Start of MATERIAL TO PROCESS

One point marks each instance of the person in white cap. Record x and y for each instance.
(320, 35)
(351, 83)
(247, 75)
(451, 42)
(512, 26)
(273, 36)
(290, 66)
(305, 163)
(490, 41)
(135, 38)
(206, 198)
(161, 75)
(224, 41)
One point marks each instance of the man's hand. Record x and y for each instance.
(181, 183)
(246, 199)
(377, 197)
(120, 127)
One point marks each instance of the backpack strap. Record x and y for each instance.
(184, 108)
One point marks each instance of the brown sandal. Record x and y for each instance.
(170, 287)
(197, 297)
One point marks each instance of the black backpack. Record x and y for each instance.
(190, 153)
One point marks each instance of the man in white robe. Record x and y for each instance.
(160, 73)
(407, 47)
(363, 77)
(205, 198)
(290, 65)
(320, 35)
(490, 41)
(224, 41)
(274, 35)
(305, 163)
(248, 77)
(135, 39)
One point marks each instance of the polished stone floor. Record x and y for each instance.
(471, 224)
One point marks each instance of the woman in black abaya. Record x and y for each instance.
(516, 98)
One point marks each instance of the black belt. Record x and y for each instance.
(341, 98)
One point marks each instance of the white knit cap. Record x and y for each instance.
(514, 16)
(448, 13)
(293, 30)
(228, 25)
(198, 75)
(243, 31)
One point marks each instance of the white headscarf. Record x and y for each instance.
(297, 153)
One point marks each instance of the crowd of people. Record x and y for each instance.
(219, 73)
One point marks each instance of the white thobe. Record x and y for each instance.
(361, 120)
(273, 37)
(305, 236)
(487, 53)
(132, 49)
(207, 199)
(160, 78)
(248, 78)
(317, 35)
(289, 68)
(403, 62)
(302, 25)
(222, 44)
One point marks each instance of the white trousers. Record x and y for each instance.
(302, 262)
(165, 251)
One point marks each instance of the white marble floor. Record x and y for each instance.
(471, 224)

End of MATERIAL TO PROCESS

• YOUR INSTRUCTIONS: Only the lines from the one with "One point marks each instance of the white marble" through the end of the data belong in the answer, each reproduced exactly.

• REPLY:
One point marks each instance of the white marble floor. Record x and y for each instance.
(471, 224)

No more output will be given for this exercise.